Selection:
VRT System/Troubleshooting

From Wikitech

Troubleshooting

Mail delivery

  • When user/group for the exim pipe were incorrect, otrs.Postmaster.pl logged permissions to /var/log/mail.log about errors on attempts to write in /opt/otrs/var/tmp/CacheFileStorable. We fixed this by configuring the exim pipe to use group=www-data.
  • Mail hosts need mysql access to the otrs database. If mx IP addresses change or the database is inaccessible, mail defers on whichever mx is trying to do an address lookup. When we saw this happen, exim wasn't very informative about why. When in doubt double-check mysql access from the mx's command line.
  • Spamassassin runs locally, and logs in /var/log/mail.log.

Apache permissions errors

  • as user otrs run:
/opt/otrs/bin/otrs.SetPermissions.pl --otrs-user=otrs --otrs-group=otrs --web-user=www-data --web-group=www-data /opt/otrs

SpamAssassin stops reporting Bayes results

  • This happened 2014-04-24, 2016-08-06, 2016-12-21 and we discovered it was unhappy about the bayes database.

Challenges:
1/ Reproduce the passage of the VRT troubleshooting page that runs from "Mail delivery" up to and including "mx's command line.".
2/ Present the records from the line with "Practice. Find the silver" up to and including the last line of the records as a numbered list, omitting blank lines and pictures.

[Point annotation records]
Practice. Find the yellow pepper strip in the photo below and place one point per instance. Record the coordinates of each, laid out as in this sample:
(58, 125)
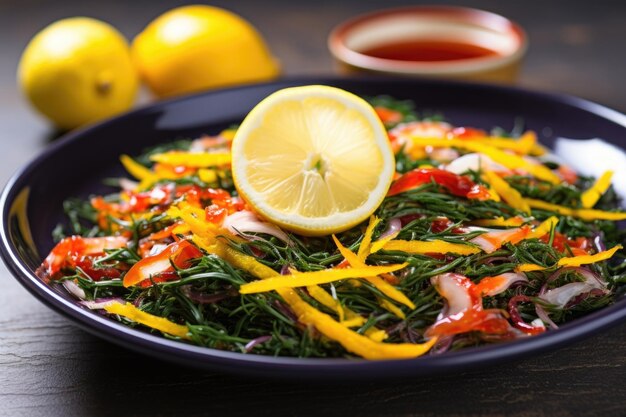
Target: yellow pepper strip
(158, 323)
(544, 228)
(307, 314)
(508, 193)
(499, 221)
(433, 246)
(493, 195)
(592, 195)
(326, 299)
(380, 243)
(137, 170)
(303, 279)
(364, 247)
(503, 158)
(392, 308)
(347, 317)
(207, 175)
(382, 285)
(573, 260)
(192, 159)
(352, 341)
(376, 335)
(584, 214)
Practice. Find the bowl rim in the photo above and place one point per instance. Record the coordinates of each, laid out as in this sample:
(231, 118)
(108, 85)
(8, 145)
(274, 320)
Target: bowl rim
(336, 43)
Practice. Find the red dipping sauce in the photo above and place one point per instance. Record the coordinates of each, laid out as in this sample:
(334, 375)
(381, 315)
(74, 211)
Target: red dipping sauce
(428, 51)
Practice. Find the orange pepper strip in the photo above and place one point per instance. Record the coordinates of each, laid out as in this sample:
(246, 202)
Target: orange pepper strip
(573, 260)
(593, 194)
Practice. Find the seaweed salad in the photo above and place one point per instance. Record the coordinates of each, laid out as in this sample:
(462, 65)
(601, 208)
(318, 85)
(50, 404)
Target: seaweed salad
(482, 237)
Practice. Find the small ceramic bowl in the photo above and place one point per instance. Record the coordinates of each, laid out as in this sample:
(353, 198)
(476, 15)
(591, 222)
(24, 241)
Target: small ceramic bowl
(431, 41)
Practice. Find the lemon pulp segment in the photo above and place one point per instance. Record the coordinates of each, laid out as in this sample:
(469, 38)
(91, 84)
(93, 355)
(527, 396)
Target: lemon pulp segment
(313, 159)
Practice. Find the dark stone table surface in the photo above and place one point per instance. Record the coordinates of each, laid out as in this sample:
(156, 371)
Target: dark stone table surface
(49, 367)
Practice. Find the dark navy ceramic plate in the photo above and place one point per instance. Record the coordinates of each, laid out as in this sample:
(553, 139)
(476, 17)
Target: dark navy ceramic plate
(76, 165)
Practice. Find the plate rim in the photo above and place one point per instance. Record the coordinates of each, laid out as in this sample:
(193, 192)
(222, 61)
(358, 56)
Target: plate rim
(290, 367)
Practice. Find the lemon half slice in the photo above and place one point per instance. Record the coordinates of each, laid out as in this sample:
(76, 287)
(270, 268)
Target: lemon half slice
(315, 160)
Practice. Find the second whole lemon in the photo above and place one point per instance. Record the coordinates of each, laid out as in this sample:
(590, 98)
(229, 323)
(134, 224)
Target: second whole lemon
(77, 71)
(197, 47)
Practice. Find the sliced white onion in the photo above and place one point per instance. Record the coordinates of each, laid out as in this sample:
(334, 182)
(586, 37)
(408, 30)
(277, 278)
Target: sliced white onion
(74, 289)
(246, 221)
(444, 155)
(451, 287)
(562, 295)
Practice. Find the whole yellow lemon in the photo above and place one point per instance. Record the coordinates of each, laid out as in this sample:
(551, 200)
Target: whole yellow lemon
(192, 48)
(77, 71)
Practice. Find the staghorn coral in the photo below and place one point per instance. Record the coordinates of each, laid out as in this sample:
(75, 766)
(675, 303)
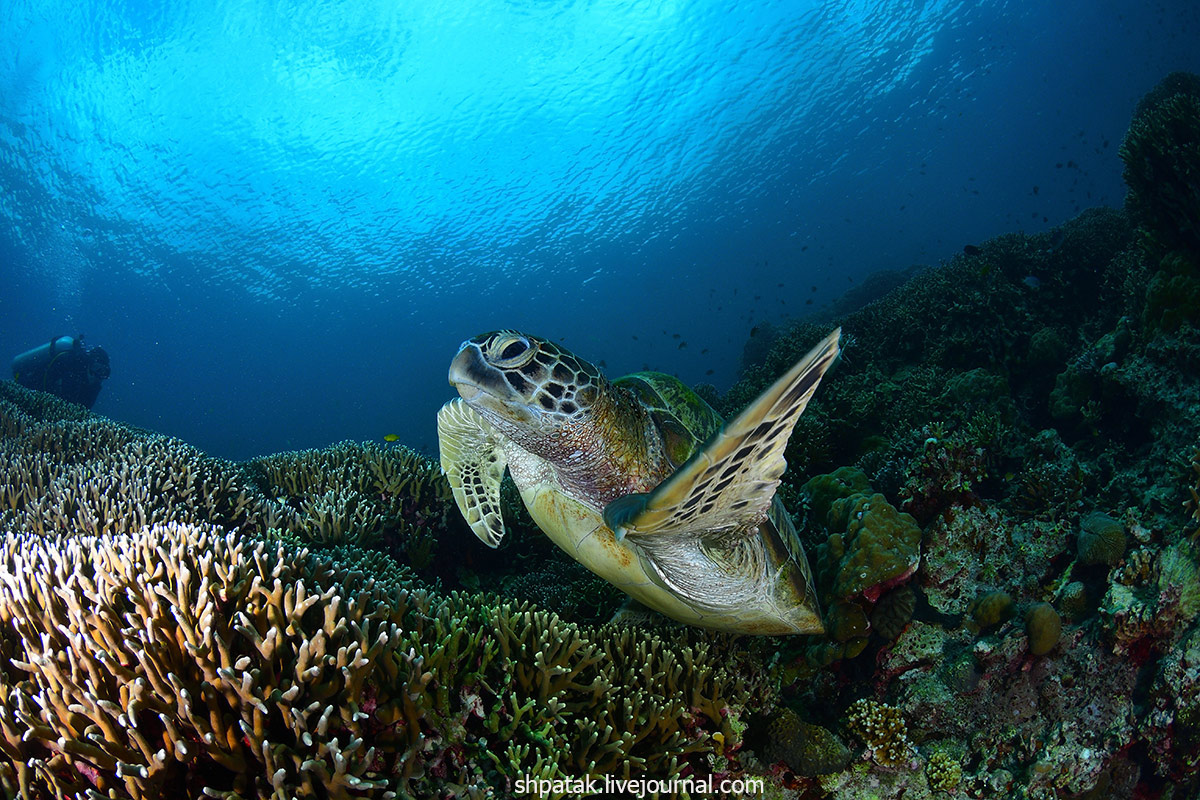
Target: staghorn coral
(181, 661)
(1150, 600)
(88, 475)
(360, 493)
(72, 471)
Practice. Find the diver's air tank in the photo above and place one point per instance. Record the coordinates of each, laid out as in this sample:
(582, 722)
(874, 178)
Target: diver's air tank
(36, 360)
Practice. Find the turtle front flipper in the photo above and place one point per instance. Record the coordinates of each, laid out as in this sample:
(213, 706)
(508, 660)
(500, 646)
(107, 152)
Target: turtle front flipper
(474, 464)
(730, 482)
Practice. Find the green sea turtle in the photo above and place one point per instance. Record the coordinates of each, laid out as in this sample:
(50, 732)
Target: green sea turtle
(637, 479)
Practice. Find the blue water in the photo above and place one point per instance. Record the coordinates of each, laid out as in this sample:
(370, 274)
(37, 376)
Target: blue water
(280, 220)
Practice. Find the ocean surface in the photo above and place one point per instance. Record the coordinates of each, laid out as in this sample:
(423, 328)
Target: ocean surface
(280, 220)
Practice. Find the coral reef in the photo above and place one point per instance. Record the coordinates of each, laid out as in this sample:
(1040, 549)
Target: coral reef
(172, 627)
(1000, 487)
(1043, 626)
(1102, 540)
(808, 749)
(183, 660)
(882, 729)
(1035, 405)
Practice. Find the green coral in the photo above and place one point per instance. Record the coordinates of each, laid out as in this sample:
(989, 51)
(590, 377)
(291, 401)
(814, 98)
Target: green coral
(1102, 540)
(882, 728)
(943, 771)
(879, 546)
(805, 747)
(991, 609)
(1162, 163)
(1043, 626)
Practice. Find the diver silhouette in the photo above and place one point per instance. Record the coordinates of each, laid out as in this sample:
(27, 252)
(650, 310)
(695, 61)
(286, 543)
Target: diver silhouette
(64, 367)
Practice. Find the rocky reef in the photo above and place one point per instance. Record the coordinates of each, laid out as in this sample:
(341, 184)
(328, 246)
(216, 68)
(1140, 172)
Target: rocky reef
(999, 488)
(1032, 410)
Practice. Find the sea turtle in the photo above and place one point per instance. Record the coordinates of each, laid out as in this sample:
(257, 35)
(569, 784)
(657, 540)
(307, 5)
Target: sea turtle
(637, 479)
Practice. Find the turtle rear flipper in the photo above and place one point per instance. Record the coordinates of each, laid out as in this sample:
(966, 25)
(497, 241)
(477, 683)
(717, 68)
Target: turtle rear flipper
(732, 479)
(474, 464)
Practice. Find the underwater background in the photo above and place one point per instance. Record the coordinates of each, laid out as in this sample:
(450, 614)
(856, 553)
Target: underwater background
(244, 575)
(281, 220)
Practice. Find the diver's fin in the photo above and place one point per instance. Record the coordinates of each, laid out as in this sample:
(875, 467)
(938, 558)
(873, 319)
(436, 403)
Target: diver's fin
(474, 464)
(726, 487)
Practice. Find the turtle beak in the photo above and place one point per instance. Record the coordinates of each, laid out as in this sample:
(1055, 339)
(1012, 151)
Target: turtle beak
(469, 372)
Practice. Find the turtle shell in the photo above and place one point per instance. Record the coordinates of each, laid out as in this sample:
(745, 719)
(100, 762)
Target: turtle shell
(681, 415)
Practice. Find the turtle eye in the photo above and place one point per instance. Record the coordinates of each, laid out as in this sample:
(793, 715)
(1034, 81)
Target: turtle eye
(510, 352)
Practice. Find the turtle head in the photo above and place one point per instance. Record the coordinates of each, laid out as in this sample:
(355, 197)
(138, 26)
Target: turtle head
(523, 382)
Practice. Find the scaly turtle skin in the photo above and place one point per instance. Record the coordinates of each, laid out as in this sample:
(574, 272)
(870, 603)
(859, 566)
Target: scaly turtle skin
(637, 479)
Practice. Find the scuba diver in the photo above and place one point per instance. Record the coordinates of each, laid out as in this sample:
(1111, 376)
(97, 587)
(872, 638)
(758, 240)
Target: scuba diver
(64, 367)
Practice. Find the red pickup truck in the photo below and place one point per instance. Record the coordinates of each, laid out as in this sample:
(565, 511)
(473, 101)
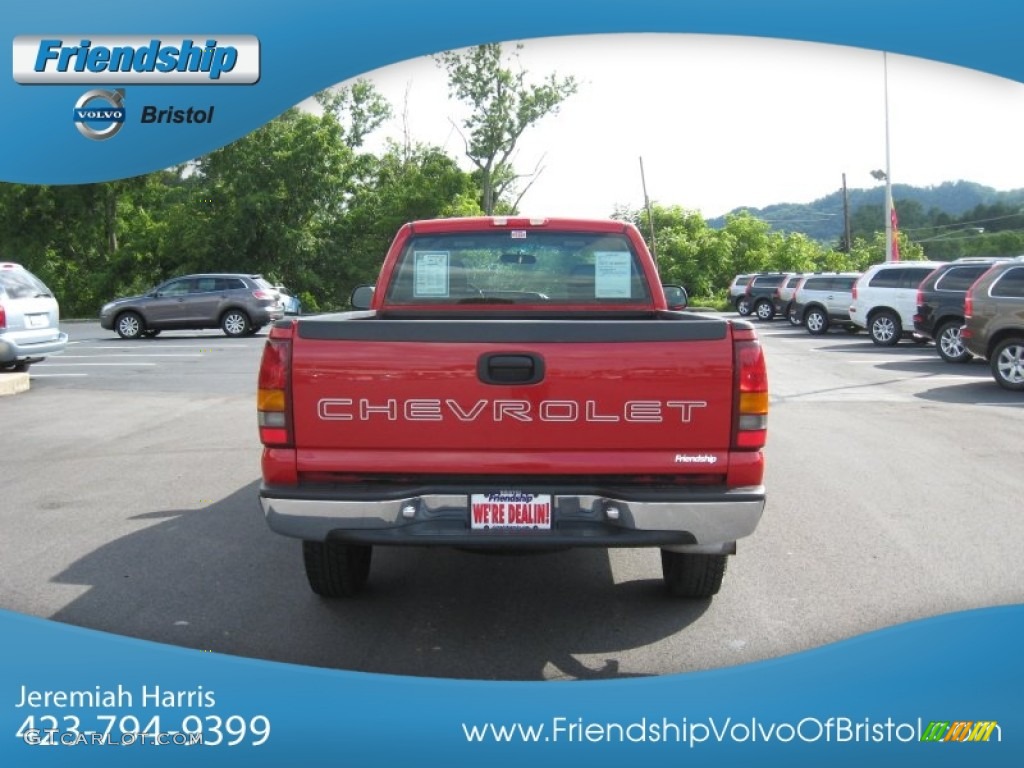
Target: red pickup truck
(514, 383)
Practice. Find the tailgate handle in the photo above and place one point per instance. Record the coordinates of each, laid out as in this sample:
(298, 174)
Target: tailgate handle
(510, 369)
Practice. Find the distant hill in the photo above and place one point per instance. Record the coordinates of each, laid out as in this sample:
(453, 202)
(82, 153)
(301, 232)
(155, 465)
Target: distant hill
(822, 219)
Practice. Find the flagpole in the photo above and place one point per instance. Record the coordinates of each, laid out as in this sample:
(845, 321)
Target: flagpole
(889, 176)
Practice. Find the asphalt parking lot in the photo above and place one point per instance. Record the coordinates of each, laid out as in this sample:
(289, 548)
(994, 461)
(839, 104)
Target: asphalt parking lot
(130, 506)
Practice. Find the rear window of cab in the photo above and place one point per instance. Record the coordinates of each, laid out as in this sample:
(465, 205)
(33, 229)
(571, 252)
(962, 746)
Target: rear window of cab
(518, 267)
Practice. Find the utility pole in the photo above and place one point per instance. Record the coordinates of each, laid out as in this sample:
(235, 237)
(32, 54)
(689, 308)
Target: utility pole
(889, 175)
(650, 216)
(846, 217)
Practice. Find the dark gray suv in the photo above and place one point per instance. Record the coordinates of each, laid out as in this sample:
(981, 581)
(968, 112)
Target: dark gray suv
(993, 328)
(239, 304)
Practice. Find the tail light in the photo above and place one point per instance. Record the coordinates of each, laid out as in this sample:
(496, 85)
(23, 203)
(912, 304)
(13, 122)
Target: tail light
(273, 409)
(752, 386)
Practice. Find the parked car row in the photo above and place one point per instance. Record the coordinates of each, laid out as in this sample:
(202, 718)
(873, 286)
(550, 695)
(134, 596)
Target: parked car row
(970, 307)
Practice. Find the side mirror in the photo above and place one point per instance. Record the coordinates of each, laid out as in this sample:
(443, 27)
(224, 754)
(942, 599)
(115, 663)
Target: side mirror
(361, 297)
(676, 297)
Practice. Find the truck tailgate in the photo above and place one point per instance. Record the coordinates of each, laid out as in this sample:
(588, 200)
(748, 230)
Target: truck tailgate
(513, 396)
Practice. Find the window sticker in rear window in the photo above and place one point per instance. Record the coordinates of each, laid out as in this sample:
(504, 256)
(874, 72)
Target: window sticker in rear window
(612, 274)
(430, 278)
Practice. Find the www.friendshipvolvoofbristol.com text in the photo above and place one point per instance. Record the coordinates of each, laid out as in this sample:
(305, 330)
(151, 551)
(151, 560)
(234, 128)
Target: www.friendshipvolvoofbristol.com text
(729, 730)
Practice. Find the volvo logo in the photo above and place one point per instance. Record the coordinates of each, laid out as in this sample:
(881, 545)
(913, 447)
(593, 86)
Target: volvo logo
(100, 114)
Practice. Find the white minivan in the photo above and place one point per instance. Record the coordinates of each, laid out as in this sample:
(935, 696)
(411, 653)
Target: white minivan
(30, 320)
(885, 299)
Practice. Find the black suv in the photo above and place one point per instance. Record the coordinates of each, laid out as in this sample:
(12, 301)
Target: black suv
(760, 294)
(940, 305)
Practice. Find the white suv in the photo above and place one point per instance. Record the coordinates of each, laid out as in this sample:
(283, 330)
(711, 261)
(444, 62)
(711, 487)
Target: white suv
(885, 299)
(30, 320)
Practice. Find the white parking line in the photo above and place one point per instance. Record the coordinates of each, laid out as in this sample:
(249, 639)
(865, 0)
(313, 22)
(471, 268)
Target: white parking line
(140, 354)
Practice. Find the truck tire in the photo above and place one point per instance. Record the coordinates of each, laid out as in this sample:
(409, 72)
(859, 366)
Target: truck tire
(816, 321)
(691, 574)
(886, 329)
(235, 323)
(336, 569)
(1007, 363)
(949, 344)
(129, 325)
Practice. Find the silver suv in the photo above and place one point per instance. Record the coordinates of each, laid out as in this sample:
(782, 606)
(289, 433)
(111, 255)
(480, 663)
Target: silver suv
(885, 299)
(239, 304)
(823, 300)
(30, 320)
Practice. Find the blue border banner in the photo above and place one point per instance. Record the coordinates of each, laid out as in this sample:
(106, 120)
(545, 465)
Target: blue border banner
(315, 44)
(892, 697)
(921, 693)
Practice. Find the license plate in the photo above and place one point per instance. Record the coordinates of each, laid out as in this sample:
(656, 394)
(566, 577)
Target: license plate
(510, 510)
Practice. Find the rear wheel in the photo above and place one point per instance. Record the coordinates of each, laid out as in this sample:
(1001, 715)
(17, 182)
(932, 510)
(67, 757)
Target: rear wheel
(764, 310)
(949, 344)
(129, 326)
(1008, 365)
(235, 323)
(886, 329)
(336, 569)
(694, 576)
(816, 322)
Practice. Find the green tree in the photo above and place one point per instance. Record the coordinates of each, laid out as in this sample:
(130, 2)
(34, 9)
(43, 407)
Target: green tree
(503, 105)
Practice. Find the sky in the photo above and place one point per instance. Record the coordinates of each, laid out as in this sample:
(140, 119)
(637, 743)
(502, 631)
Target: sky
(723, 122)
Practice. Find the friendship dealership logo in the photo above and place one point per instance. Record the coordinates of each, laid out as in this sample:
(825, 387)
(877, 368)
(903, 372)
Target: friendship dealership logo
(196, 59)
(99, 115)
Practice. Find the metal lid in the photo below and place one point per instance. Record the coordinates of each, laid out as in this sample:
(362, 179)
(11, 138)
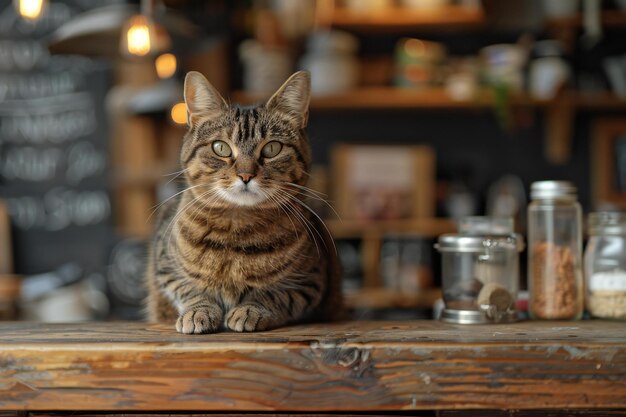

Problem solutions:
1/
Mail delivery

  • When user/group for the exim pipe were incorrect, otrs.Postmaster.pl logged permissions to /var/log/mail.log about errors on attempts to write in /opt/otrs/var/tmp/CacheFileStorable. We fixed this by configuring the exim pipe to use group=www-data.
  • Mail hosts need mysql access to the otrs database. If mx IP addresses change or the database is inaccessible, mail defers on whichever mx is trying to do an address lookup. When we saw this happen, exim wasn't very informative about why. When in doubt double-check mysql access from the mx's command line.

2/
1. Practice. Find the silver suv in the photo above and place one point per instance. Record the coordinates of each, laid out as in this sample:
2. (782, 606)
3. (289, 433)
4. (111, 255)
5. (480, 663)
6. Target: silver suv
7. (885, 299)
8. (239, 304)
9. (823, 300)
10. (30, 320)
11. Practice. Find the blue border banner in the photo above and place one point per instance. Record the coordinates of each, laid out as in this sample:
12. (106, 120)
13. (545, 465)
14. Target: blue border banner
15. (315, 44)
16. (892, 697)
17. (921, 693)
18. Practice. Find the license plate in the photo above and place one point per instance. Record the coordinates of each, laid out as in this sample:
19. (656, 394)
20. (566, 577)
21. Target: license plate
22. (510, 510)
23. Practice. Find the rear wheel in the photo above and place one point per instance. Record the coordinates of each, laid out as in this sample:
24. (1001, 715)
25. (17, 182)
26. (932, 510)
27. (67, 757)
28. Target: rear wheel
29. (764, 310)
30. (949, 344)
31. (129, 326)
32. (1008, 365)
33. (235, 323)
34. (886, 329)
35. (336, 569)
36. (694, 576)
37. (816, 322)
38. Practice. Find the green tree in the photo above and place one point per instance. Record the coordinates of each, laid out as in this sample:
39. (130, 2)
40. (34, 9)
41. (43, 407)
42. Target: green tree
43. (503, 105)
44. Practice. Find the sky in the photo above and place one point per instance. Record the coordinates of each, laid out as in this sample:
45. (140, 119)
46. (637, 743)
47. (502, 631)
48. Target: sky
49. (723, 122)
50. Practice. Find the friendship dealership logo in the photo above and place one point per instance. Record the coordinates of each, laid out as in this sample:
51. (825, 387)
52. (877, 368)
53. (903, 372)
54. Target: friendship dealership logo
55. (196, 59)
56. (99, 115)
57. Practice. Find the metal lid in the photo below and place one point per instance. Record the coordinates of each, laid out as in this sample:
58. (362, 179)
59. (11, 138)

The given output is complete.